→ WHAT TO WORK ON:
Each entry below is to be printed verbatim.
------------
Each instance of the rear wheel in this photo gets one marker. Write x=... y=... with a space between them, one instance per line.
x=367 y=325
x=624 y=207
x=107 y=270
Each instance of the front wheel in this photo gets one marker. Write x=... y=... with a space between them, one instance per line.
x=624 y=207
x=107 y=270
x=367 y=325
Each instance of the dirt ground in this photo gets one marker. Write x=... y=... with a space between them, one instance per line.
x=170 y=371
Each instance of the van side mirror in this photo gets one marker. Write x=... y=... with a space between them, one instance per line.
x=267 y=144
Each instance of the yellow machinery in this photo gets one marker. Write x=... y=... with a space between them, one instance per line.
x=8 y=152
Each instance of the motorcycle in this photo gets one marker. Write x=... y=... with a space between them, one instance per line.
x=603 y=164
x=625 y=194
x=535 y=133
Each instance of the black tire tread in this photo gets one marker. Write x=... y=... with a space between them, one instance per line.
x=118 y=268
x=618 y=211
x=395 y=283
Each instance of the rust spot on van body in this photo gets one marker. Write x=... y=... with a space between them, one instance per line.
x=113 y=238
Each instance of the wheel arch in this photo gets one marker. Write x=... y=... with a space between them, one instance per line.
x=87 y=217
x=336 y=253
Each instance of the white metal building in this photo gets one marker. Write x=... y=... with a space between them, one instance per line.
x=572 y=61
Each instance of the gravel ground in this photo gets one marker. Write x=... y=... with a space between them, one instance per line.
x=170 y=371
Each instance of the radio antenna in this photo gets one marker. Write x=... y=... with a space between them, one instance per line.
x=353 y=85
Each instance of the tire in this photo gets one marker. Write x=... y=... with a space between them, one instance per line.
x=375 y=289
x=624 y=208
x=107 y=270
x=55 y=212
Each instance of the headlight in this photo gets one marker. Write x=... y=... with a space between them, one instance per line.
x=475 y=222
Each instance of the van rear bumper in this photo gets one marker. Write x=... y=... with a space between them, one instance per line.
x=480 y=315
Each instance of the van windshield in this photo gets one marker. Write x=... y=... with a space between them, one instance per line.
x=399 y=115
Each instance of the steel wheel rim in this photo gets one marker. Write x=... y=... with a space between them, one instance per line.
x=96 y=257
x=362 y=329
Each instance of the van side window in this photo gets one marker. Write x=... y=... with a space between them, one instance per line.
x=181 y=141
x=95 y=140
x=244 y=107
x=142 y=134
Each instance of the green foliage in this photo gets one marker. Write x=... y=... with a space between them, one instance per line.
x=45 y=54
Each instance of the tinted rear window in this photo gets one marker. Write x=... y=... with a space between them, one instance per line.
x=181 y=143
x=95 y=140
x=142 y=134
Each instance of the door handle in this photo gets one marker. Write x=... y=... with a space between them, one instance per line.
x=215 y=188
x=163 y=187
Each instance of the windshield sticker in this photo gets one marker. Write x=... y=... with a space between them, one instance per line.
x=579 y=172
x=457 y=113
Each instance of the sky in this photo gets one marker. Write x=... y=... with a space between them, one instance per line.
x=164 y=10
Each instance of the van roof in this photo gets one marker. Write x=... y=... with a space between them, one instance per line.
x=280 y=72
------------
→ PROBLEM SOLUTION:
Each instance of the rear wheel in this photo gets one marker. Write x=... y=... with a space between them, one instance per line.
x=367 y=325
x=624 y=207
x=107 y=270
Each instance of the front wheel in this photo gets one marker. Write x=... y=... with a space between them, one instance per line.
x=624 y=207
x=107 y=270
x=367 y=325
Each instance of the dirt ground in this photo gets one marker. Write x=... y=... with a space between them, one instance per line.
x=170 y=371
Each instance of the van side mirror in this photo gets one marker. Write x=... y=... with a space between them, one instance per line.
x=267 y=144
Each instance of the yellow machinery in this photo gets one marker. Write x=... y=... with a space between them, one instance per line.
x=8 y=152
Each instance of the motorcycle in this photo gets one marker. Write x=... y=... with a space between them, one instance per line.
x=603 y=164
x=625 y=194
x=535 y=133
Each instance of the black tire tread in this photo gets one marker. Write x=... y=... with a space between them, one instance per line.
x=118 y=268
x=618 y=211
x=395 y=283
Each instance of the rust spot on van body in this photo gets one marker. Write x=... y=... with a space between them, one instance per line.
x=113 y=238
Each instance of the wheel arch in this photo gets one marker. Write x=... y=... with a space between them, one instance per line.
x=87 y=217
x=336 y=253
Each instance of the white metal building in this photo gets one marker. Write x=... y=... with a space between them, one instance per line.
x=572 y=61
Each instance of the gravel ground in this photo gets one marker. Write x=... y=... with a space between them, one instance per line.
x=170 y=371
Each instance of the radio antenna in this photo gets one marker. Write x=... y=... with a space between them, one instance per line.
x=353 y=85
Each instance of the tire in this photo gets one marker. Write x=... y=... with a space between them, one instance per line.
x=375 y=289
x=624 y=208
x=107 y=270
x=55 y=212
Each instance of the headlight in this photo gets one marker. Write x=... y=... with a space between them, one instance per line.
x=475 y=222
Each instance of the van rear bumper in this photo gets one marker. Write x=... y=... with a space between them, one instance per line.
x=480 y=315
Each instance of the van windshield in this photo gets one marker. Write x=... y=... with a space between them, one instance per line.
x=399 y=115
Each instance of the steel wheel rim in this photo gets one marker. Write x=... y=... with a space between them, one instance per line.
x=96 y=257
x=362 y=329
Each instance of the van side window in this photo gets one marker. Write x=... y=... with a space between them, one instance per line.
x=181 y=141
x=95 y=140
x=244 y=107
x=142 y=134
Each instance of the green foliage in this photo gets one marker. Write x=... y=... with a space between them, one instance per line.
x=45 y=54
Each instance of the tinted rear window in this photo gets one marker. Write x=... y=... with a space between them, one instance per line.
x=181 y=143
x=95 y=140
x=142 y=134
Each instance of the door handle in this photo gets one marker. Write x=... y=... with a space between them, one instance per line.
x=215 y=188
x=163 y=187
Each instance of the windshield sticker in this photo gets one marker. Write x=... y=... with a space between them, one instance per line.
x=579 y=172
x=457 y=113
Each instance of the sky in this photo gets one marker. Write x=... y=... with a space between them, one instance per line.
x=164 y=10
Each instance of the van roof in this photo gets one marker. Write x=... y=... with a space between them, one instance per line.
x=280 y=72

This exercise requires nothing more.